== PROVIDED MATERIAL ==
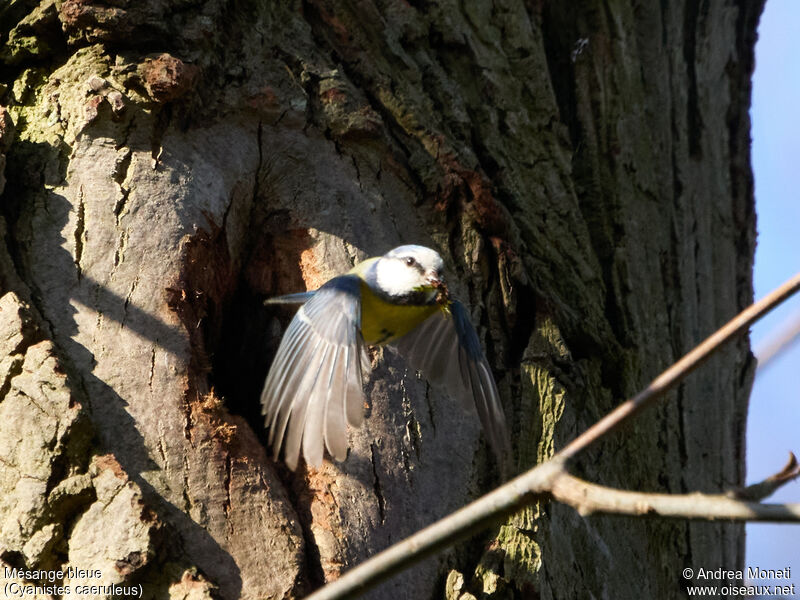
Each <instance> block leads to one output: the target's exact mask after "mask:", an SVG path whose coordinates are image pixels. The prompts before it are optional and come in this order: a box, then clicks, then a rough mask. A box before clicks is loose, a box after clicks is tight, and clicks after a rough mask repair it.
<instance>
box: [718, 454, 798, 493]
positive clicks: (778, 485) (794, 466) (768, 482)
mask: <svg viewBox="0 0 800 600" xmlns="http://www.w3.org/2000/svg"><path fill="white" fill-rule="evenodd" d="M798 477H800V463H798V462H797V457H796V456H795V455H794V452H789V461H788V462H787V463H786V465H784V467H783V469H781V470H780V471H778V472H777V473H775V474H774V475H770V476H769V477H767V478H766V479H765V480H764V481H759V482H758V483H754V484H752V485H748V486H747V487H746V488H744V489H740V490H735V491H733V492H732V497H734V498H737V499H739V500H763V499H764V498H766V497H768V496H771V495H772V494H774V493H775V490H777V489H778V488H779V487H781V486H783V485H786V484H787V483H789V482H790V481H794V480H795V479H797V478H798Z"/></svg>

== EXERCISE ==
Reading through the material above, work out how many lines include "instance", then state that number alone.

== ANSWER BOX ==
2